## Written exercise A
Quote the review of derivative-like functions word for word, from "Properties of derivative-like" to "mention two theorems.", inclusive.

## Source text
▬▬▬▬▬▬▬▬▬▬

×

Properties of derivative-like functions. (English) Zbl 0942.26013

The authors study the relations between the properties of generalized derivatives and the properties of ordinary derivatives, e.g., Darboux, Baire-1, Zahorski etc. Among others let us mention two theorems.
Let \(T(x)\) be a limiting system on \(I\) (i.e., the collection of nonempty sets having \(x\in I\) as a two-sided limit point and satisfying \(A\in T(x) \Rightarrow A\cap [x-\alpha ,x+\beta ]\in T(x)\) for all \(\alpha ,\beta >0\)). Let \[ T\overline {F}'(x) = \inf _{A\in T(x)} \sup \left \{\frac {F(v)-F(u)}{v-u} \^^M;\;u\leq x\leq v,\;u,v\in A,\;u<v\right \}. \] Similarly \(T\underline {F}'(x)\). The common value \(TF'(x)\) is called \(T\)-derivative. Let \(p(x,A)\) denote the porosity of \(A\) in \(x\).

▬▬▬▬▬▬▬▬▬▬

## Extracted information
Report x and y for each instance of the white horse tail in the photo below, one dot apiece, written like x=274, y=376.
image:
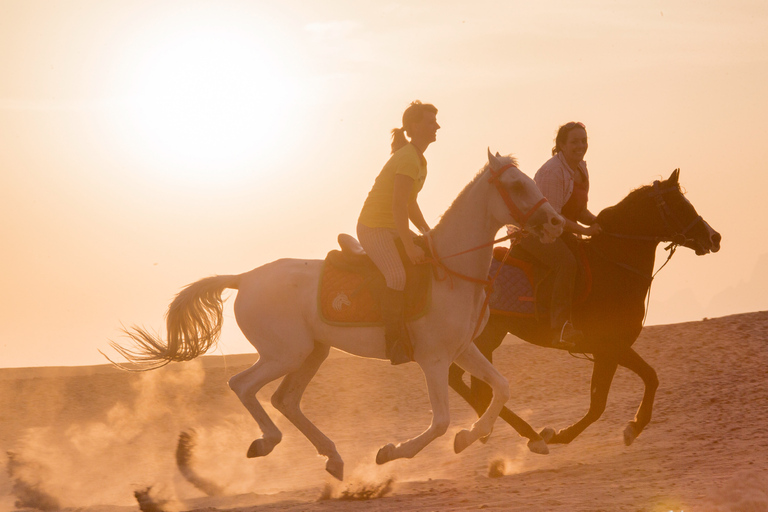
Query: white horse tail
x=193, y=323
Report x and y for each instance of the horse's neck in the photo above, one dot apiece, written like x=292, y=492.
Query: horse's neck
x=638, y=254
x=467, y=225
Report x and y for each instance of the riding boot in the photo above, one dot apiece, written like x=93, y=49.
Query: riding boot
x=395, y=332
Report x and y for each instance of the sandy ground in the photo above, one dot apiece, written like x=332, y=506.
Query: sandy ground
x=87, y=438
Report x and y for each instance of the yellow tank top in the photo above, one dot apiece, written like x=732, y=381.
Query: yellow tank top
x=377, y=210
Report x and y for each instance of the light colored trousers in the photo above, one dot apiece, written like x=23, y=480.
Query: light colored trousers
x=379, y=243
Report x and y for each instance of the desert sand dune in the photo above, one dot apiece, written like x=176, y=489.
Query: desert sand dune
x=90, y=437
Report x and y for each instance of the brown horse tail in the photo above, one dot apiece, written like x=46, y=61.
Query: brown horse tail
x=193, y=323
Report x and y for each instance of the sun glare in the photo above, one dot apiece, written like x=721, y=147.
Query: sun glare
x=206, y=101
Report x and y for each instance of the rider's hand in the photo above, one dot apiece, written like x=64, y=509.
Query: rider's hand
x=592, y=230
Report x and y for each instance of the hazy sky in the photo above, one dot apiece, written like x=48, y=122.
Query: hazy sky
x=147, y=144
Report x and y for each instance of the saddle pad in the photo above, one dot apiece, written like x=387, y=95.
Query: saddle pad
x=350, y=297
x=512, y=293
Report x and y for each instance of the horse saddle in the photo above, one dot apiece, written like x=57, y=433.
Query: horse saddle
x=519, y=287
x=350, y=288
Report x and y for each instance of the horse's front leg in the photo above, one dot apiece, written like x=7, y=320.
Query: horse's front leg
x=632, y=361
x=602, y=376
x=475, y=363
x=436, y=375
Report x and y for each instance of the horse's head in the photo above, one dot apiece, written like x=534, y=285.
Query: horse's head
x=522, y=203
x=684, y=223
x=662, y=212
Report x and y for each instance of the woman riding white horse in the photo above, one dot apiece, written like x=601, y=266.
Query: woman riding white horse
x=277, y=310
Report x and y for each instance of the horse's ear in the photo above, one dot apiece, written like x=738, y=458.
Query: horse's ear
x=492, y=160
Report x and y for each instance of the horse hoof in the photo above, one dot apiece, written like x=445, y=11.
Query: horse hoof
x=386, y=454
x=462, y=440
x=547, y=434
x=485, y=439
x=539, y=446
x=259, y=448
x=629, y=434
x=336, y=469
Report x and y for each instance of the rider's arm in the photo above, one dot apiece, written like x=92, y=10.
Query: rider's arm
x=414, y=213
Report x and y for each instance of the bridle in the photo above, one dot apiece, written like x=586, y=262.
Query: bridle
x=679, y=236
x=679, y=233
x=516, y=213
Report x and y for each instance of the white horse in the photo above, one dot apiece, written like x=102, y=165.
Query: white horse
x=277, y=310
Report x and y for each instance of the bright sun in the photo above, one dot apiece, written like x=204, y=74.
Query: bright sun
x=207, y=100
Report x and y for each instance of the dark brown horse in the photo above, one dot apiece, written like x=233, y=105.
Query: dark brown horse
x=621, y=260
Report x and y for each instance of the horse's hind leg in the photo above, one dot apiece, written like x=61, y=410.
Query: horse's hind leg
x=632, y=361
x=535, y=442
x=287, y=400
x=475, y=363
x=245, y=385
x=602, y=376
x=436, y=375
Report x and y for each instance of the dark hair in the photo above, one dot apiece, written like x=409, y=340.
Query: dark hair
x=562, y=135
x=413, y=114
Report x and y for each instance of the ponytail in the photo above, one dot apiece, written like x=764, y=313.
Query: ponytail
x=398, y=139
x=413, y=114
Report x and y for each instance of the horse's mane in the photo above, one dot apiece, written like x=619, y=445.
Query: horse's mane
x=504, y=160
x=628, y=203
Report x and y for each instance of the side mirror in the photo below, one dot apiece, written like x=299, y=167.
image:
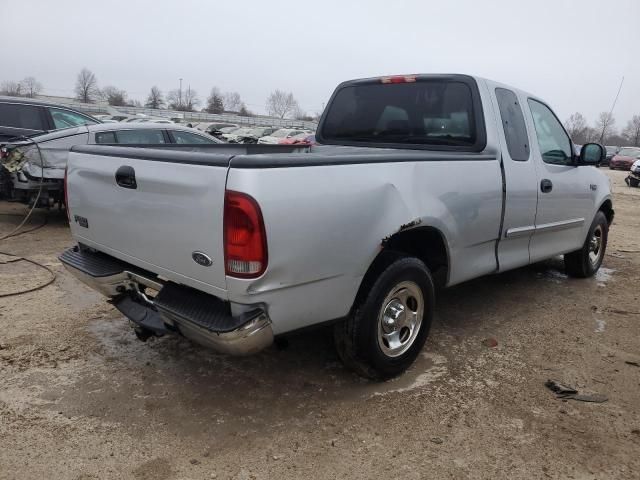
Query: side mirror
x=592, y=154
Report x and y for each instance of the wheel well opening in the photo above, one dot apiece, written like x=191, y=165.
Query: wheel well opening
x=607, y=209
x=428, y=245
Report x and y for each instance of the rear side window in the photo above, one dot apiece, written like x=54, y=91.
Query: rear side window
x=555, y=145
x=438, y=114
x=21, y=116
x=140, y=136
x=515, y=130
x=106, y=137
x=189, y=138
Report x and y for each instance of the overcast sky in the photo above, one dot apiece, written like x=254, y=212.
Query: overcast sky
x=571, y=53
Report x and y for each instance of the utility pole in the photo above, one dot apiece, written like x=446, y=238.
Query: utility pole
x=615, y=100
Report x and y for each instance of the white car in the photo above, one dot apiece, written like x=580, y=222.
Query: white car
x=282, y=134
x=236, y=134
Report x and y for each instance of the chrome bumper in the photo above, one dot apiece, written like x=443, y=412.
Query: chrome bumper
x=126, y=289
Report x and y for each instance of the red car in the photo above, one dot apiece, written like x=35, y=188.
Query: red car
x=625, y=158
x=300, y=139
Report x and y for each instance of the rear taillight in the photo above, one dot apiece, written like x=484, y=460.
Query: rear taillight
x=66, y=196
x=245, y=241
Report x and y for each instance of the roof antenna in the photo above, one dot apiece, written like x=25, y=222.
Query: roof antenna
x=604, y=127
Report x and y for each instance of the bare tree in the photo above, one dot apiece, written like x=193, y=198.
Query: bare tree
x=87, y=86
x=300, y=114
x=215, y=102
x=183, y=101
x=604, y=126
x=280, y=104
x=114, y=96
x=155, y=98
x=232, y=101
x=191, y=100
x=632, y=131
x=577, y=127
x=13, y=89
x=30, y=87
x=244, y=112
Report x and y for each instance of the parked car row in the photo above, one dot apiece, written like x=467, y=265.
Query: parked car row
x=34, y=162
x=624, y=158
x=36, y=136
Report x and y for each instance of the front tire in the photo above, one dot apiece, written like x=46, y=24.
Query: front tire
x=391, y=321
x=585, y=262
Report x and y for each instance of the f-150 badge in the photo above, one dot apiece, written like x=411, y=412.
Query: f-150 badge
x=202, y=259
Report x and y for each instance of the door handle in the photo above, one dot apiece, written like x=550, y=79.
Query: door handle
x=126, y=177
x=545, y=185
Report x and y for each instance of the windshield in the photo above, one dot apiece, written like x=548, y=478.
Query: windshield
x=629, y=152
x=281, y=133
x=435, y=112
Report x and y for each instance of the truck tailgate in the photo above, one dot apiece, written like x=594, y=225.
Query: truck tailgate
x=175, y=208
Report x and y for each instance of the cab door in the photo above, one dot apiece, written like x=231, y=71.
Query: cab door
x=565, y=198
x=520, y=185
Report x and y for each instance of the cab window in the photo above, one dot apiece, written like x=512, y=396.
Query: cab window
x=515, y=131
x=554, y=143
x=189, y=138
x=140, y=136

▬▬▬▬▬▬▬▬▬▬

## Written exercise B
Rewrite the lines of the listing between the lines holding "Report x and y for each instance of the rider's hand" and "x=662, y=212", inclusive, keeping the requests. Multiply each x and y coordinate in the answers by 1.25 and round to whole numbers, with halves rounded up. Leave the numbers inside the requests unchanged, and give no other lines.

## Expected output A
Properties of derivative-like functions. (English) Zbl 0942.26013

The authors study the relations between the properties of generalized derivatives and the properties of ordinary derivatives, e.g., Darboux, Baire-1, Zahorski etc. Among others let us mention two theorems.

## Expected output B
Report x and y for each instance of the rider's hand in the photo above, one dot apiece, written like x=64, y=509.
Query: rider's hand
x=740, y=288
Report x and y for each instance of the hazy sky in the photo above, one dot apiece, written like x=48, y=122.
Query: hazy sky
x=184, y=180
Report x and y for each instance of the saddle pad in the photo above, one dot apiece, written like x=387, y=95.
Query: saddle pad
x=438, y=371
x=640, y=366
Report x and y for each instance of the horse saddle in the photo above, one dot apiece, written like x=57, y=433.
Query: horse saddle
x=649, y=359
x=438, y=360
Report x and y for each instance of the horse's front leg in the photo above, one dot apiece, written like x=7, y=320.
Query: horse's front leg
x=790, y=451
x=753, y=470
x=594, y=454
x=545, y=469
Report x and y for each instance of the horse's head in the photo above, one dot apiece, written like x=534, y=285.
Query: horse's head
x=653, y=254
x=855, y=279
x=828, y=265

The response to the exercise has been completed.